◆ AÇÃO NECESSÁRIA 1:
Em que ano os islandeses votaram no referendo, segundo o texto sobre austeridade e saúde?
◆ AÇÃO NECESSÁRIA 2:
Reproduza o trecho do texto sobre austeridade e saúde que vai de "Outro experimento natural" até "mostrar recuperação econômica.", incluindo essas palavras.

◆ TEXTO APRESENTADO:
Outro experimento natural é o caso países do leste da Ásia, conhecidos como "Tigres Asiáticos" que após um período de expansão econômica, o "Milagre Asiático", enfrentaram uma importante crise no final da década de 1990. Esses países, frente à crise gerada pela especulação econômica e imobiliária, recorreram ao Fundo Monetário Internacional (FMI), que prescreveu medidas de austeridade, com a imposição de cortes de gastos, sobretudo na área da saúde. Indonésia e Tailândia sofreram consequências desastrosas, com aumento expressivo da mortalidade infantil e por AIDS. A Malásia seguiu uma via diferente, incrementou os gastos em saúde e auxílios para os mais pobres. Esse país não apresentou impacto grave à saúde pública e foi o primeiro a mostrar recuperação econômica.

Ao abordarem a grande recessão, os autores comparam a situação da Islândia e da Grécia, países que tomaram caminhos opostos. A Islândia, fortemente atingida pela crise em 2008, buscou o FMI, que condicionou a ajuda a severas imposições de austeridade. Contrariando pressões internacionais, o governo resolveu consultar a população. No referendo, realizado em 2010, os islandeses escolheram não pagar pelos erros dos banqueiros e investir na reconstrução da economia, em vez de arcar com dívida dos bancos privados e reduzir os gastos sociais. Após o "não" à austeridade, o país incrementou o gasto social e, como resultado, reduziu as desigualdades sociais e o desemprego, não sofreu consequências adversas à saúde pública, e ainda apresentou rápida recuperação econômica. Por sua vez, a Grécia aceitou a ajuda e as imposições do FMI e realizou severos cortes nos gastos sociais. Nesse ponto, os autores destacam que a austeridade aplicada na Grécia foi do pior tipo, pois priorizou os cortes na saúde, área que além de criar postos de trabalho, promove inovação tecnológica e tem potencial para propiciar um impulso à economia mais forte do que qualquer outro tipo de gasto público. A "tragédia grega" mostrou que a austeridade desencadeou uma espiral negativa - com aumento do desemprego, diminuição do consumo e da confiança dos investidores - que impulsionada pelos cortes dos gastos sociais, particularmente na área da saúde, resultou em uma situação calamitosa na saúde pública.

◆ DADOS PARA ANÁLISE:
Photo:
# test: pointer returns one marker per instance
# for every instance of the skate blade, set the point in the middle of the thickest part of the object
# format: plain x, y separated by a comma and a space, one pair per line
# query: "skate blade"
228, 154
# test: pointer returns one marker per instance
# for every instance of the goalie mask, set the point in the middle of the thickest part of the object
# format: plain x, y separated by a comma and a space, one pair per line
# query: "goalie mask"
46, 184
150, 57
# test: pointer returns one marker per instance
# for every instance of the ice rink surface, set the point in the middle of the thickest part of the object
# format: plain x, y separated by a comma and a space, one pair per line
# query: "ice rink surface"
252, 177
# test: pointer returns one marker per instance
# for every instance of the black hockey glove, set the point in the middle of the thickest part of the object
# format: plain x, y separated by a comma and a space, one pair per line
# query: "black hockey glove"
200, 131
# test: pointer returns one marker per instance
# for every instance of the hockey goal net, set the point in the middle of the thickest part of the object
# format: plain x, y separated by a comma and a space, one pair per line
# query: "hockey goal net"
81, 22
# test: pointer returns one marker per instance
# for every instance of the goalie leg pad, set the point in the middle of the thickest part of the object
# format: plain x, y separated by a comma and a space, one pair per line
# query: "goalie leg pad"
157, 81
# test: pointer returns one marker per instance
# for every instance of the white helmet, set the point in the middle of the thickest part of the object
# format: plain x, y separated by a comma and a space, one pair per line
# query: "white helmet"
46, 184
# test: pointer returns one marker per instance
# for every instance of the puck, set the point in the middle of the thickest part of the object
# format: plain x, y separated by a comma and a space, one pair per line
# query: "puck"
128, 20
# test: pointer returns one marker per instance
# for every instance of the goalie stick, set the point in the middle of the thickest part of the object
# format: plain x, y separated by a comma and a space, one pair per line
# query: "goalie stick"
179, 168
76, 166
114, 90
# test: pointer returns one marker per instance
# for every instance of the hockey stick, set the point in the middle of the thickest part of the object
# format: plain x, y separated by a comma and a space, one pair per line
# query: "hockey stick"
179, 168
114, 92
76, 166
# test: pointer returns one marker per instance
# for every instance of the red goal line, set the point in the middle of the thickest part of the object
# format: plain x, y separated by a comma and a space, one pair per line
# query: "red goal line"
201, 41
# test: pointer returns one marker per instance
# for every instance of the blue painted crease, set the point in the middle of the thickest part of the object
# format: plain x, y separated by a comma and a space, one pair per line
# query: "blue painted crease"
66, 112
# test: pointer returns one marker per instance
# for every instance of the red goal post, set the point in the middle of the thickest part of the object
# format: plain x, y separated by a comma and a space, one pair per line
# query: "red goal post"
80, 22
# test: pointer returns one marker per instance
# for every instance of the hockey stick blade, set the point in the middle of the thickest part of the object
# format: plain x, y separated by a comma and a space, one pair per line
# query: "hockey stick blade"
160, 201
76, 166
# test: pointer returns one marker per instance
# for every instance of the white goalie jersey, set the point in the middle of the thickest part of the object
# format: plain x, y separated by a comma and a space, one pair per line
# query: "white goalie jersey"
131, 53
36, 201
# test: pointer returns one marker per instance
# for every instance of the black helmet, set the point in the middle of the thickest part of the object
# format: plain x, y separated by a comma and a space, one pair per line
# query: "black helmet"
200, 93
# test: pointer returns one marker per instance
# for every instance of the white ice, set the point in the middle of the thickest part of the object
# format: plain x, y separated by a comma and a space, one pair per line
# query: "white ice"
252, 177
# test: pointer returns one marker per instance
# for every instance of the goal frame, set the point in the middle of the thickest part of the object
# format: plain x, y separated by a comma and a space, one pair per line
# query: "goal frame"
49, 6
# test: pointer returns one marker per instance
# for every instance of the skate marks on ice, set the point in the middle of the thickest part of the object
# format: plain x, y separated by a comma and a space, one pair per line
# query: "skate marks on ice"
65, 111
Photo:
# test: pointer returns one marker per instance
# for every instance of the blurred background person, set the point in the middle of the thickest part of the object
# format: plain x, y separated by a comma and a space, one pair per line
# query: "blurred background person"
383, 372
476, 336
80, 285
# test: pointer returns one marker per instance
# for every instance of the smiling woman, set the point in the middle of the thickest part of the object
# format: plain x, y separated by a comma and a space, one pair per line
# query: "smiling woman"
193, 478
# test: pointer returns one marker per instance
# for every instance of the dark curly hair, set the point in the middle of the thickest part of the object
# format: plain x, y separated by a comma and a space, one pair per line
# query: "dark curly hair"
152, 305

◆ RESPOSTA FINAL 1:
Em 2010.

◆ RESPOSTA FINAL 2:
Outro experimento natural é o caso países do leste da Ásia, conhecidos como "Tigres Asiáticos" que após um período de expansão econômica, o "Milagre Asiático", enfrentaram uma importante crise no final da década de 1990. Esses países, frente à crise gerada pela especulação econômica e imobiliária, recorreram ao Fundo Monetário Internacional (FMI), que prescreveu medidas de austeridade, com a imposição de cortes de gastos, sobretudo na área da saúde. Indonésia e Tailândia sofreram consequências desastrosas, com aumento expressivo da mortalidade infantil e por AIDS. A Malásia seguiu uma via diferente, incrementou os gastos em saúde e auxílios para os mais pobres. Esse país não apresentou impacto grave à saúde pública e foi o primeiro a mostrar recuperação econômica.